» **Exercise requirements**
Repeat exactly, and only, the lines from the line containing "forest in the photo above." through the last line of the records below, including both.

» **Provided data**
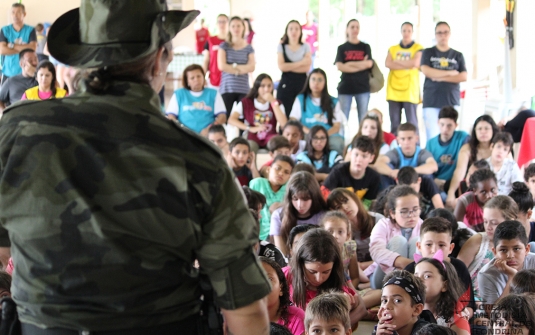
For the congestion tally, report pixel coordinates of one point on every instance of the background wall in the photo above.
(40, 11)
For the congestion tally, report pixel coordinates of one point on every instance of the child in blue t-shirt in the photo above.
(195, 106)
(408, 153)
(273, 188)
(318, 154)
(316, 107)
(445, 147)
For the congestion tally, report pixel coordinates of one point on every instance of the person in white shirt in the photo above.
(505, 169)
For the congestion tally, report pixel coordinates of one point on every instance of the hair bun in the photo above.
(520, 187)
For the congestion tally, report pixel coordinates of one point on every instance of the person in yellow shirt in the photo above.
(46, 78)
(403, 88)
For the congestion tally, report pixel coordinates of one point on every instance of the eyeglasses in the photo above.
(405, 213)
(319, 139)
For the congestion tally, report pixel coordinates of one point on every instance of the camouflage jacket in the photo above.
(106, 204)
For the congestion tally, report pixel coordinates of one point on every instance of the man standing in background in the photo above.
(13, 39)
(444, 69)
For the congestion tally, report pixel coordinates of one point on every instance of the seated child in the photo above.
(436, 234)
(218, 136)
(523, 282)
(469, 207)
(430, 194)
(464, 185)
(316, 268)
(256, 202)
(442, 292)
(362, 223)
(328, 313)
(523, 198)
(459, 234)
(293, 131)
(318, 154)
(302, 204)
(511, 254)
(279, 308)
(277, 145)
(370, 127)
(356, 175)
(445, 147)
(273, 188)
(477, 251)
(514, 314)
(242, 161)
(387, 137)
(393, 239)
(506, 169)
(338, 225)
(402, 302)
(407, 154)
(295, 235)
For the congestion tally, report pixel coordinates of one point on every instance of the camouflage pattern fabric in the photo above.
(106, 204)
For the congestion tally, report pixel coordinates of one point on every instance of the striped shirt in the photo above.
(229, 82)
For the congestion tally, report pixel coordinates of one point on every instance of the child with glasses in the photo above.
(393, 239)
(318, 154)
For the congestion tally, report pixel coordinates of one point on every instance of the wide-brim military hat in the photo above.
(106, 33)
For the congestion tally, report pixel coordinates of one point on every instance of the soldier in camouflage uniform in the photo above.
(106, 204)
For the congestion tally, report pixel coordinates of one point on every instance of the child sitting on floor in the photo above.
(402, 302)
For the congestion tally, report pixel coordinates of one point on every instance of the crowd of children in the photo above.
(437, 236)
(414, 264)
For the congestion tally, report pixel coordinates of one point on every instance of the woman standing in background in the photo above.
(354, 59)
(403, 88)
(236, 61)
(294, 59)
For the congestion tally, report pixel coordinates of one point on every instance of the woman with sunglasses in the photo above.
(444, 68)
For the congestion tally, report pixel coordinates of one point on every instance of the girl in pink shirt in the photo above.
(393, 239)
(317, 267)
(279, 305)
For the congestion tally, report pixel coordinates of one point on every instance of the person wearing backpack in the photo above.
(403, 88)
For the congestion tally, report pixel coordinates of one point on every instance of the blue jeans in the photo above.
(361, 99)
(431, 121)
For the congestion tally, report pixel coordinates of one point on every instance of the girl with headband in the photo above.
(402, 302)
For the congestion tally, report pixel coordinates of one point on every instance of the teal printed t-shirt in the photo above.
(262, 185)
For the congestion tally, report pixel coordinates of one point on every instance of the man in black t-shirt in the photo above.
(444, 68)
(14, 87)
(356, 174)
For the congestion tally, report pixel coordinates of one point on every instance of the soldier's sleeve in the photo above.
(226, 254)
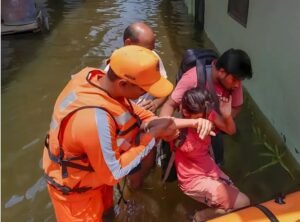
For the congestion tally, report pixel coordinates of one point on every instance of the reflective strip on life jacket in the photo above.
(124, 118)
(109, 155)
(69, 99)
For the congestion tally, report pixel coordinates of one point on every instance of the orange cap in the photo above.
(140, 66)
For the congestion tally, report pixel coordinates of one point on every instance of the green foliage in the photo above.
(272, 151)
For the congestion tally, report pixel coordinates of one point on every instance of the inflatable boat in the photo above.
(282, 209)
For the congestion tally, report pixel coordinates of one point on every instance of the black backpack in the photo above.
(191, 58)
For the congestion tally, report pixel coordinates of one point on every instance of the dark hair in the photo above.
(131, 33)
(197, 100)
(235, 62)
(111, 75)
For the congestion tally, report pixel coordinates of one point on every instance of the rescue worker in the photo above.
(139, 33)
(97, 136)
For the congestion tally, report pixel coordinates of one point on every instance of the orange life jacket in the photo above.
(82, 93)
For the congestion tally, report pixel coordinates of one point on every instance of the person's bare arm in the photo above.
(168, 108)
(152, 105)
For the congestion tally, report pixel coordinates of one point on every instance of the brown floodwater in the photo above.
(36, 66)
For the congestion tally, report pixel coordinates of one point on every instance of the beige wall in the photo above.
(272, 39)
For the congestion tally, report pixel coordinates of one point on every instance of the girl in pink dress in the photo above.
(198, 175)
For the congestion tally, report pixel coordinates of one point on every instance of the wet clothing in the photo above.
(94, 141)
(199, 176)
(189, 81)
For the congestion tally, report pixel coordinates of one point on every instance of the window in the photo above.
(238, 10)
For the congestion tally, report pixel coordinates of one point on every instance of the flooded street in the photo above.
(35, 68)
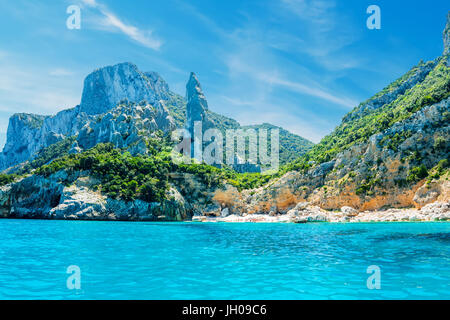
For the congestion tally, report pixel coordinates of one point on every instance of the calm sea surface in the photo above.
(128, 260)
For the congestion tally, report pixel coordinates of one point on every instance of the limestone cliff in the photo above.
(106, 87)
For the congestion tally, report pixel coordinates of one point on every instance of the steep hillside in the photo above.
(391, 151)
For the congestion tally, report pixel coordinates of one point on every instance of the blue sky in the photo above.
(300, 64)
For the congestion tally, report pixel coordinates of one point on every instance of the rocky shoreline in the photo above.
(305, 213)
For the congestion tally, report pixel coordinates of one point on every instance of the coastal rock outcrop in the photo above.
(29, 133)
(106, 87)
(73, 196)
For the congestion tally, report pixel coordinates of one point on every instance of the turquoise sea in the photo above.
(143, 260)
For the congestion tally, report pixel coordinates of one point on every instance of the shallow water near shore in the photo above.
(145, 260)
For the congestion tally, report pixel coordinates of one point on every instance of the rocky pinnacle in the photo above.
(446, 35)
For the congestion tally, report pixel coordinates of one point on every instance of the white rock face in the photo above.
(103, 90)
(29, 133)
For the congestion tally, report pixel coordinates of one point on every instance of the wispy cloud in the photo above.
(324, 32)
(61, 72)
(112, 22)
(273, 77)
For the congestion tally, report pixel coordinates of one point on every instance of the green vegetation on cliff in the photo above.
(434, 88)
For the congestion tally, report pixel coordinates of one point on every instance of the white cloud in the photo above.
(239, 64)
(110, 21)
(60, 72)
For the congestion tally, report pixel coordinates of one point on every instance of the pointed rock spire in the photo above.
(194, 93)
(446, 35)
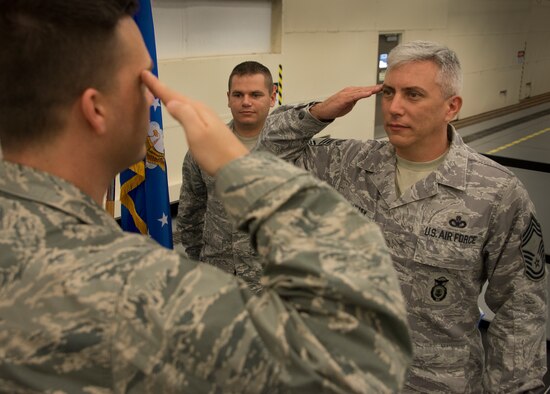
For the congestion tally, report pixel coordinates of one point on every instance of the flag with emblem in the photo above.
(145, 203)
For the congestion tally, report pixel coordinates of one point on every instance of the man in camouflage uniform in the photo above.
(452, 219)
(202, 226)
(85, 307)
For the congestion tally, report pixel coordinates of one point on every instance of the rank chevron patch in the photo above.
(532, 249)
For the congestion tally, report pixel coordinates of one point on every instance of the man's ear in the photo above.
(454, 105)
(94, 110)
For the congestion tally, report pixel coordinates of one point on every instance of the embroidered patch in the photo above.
(458, 222)
(439, 291)
(532, 250)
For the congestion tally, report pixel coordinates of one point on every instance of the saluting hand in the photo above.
(342, 102)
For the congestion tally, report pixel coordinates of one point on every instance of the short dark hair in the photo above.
(250, 68)
(50, 52)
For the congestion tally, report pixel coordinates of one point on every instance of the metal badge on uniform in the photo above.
(532, 250)
(439, 291)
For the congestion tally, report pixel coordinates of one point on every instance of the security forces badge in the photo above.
(532, 250)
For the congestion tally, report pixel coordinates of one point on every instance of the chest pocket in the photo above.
(448, 267)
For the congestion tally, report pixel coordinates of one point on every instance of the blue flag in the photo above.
(145, 202)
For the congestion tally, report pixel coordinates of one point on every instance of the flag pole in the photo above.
(110, 199)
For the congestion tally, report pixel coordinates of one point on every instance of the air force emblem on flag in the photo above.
(155, 147)
(532, 249)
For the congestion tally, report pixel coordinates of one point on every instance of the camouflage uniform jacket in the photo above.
(468, 222)
(85, 307)
(203, 227)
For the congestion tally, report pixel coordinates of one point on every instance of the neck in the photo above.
(427, 152)
(247, 131)
(65, 164)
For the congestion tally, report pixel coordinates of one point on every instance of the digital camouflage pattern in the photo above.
(203, 227)
(87, 308)
(468, 222)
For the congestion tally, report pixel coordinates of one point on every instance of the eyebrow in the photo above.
(406, 89)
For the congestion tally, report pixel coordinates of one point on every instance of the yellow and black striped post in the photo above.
(280, 85)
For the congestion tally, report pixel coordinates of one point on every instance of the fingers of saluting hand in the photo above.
(356, 93)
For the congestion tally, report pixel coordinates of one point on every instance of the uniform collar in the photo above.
(378, 158)
(27, 183)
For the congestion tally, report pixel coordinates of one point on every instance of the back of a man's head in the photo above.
(50, 52)
(450, 75)
(250, 68)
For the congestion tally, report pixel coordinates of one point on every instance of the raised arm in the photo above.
(516, 338)
(331, 318)
(291, 141)
(191, 208)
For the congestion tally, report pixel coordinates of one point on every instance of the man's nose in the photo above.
(149, 96)
(396, 105)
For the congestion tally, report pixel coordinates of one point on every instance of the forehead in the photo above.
(423, 74)
(248, 82)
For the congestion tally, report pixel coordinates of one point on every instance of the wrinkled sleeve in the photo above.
(516, 354)
(289, 133)
(331, 318)
(191, 208)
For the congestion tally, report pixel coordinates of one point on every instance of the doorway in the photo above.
(386, 42)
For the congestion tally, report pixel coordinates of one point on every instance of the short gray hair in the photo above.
(450, 72)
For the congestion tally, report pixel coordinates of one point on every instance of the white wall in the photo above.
(325, 45)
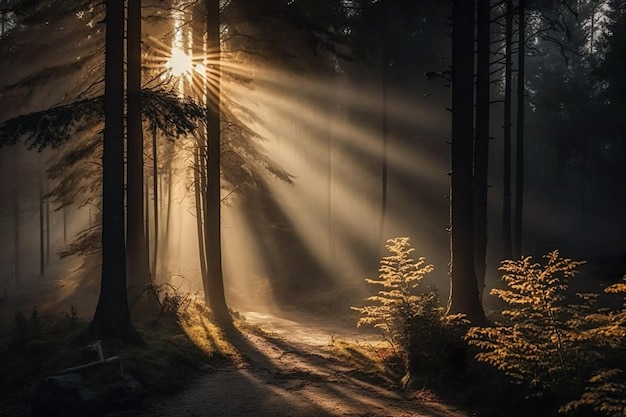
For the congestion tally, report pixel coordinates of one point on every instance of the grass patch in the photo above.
(178, 348)
(374, 361)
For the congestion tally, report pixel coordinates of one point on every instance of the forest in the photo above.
(313, 208)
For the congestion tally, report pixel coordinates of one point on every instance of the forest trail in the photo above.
(292, 372)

» **Output of the task**
For the congestion tally, report pixel coordinates of one point on every instance of the forest in the photo above.
(313, 208)
For the congestion tally, report pixel coordinates of one point on every instance of the forest trail in the photo above.
(292, 372)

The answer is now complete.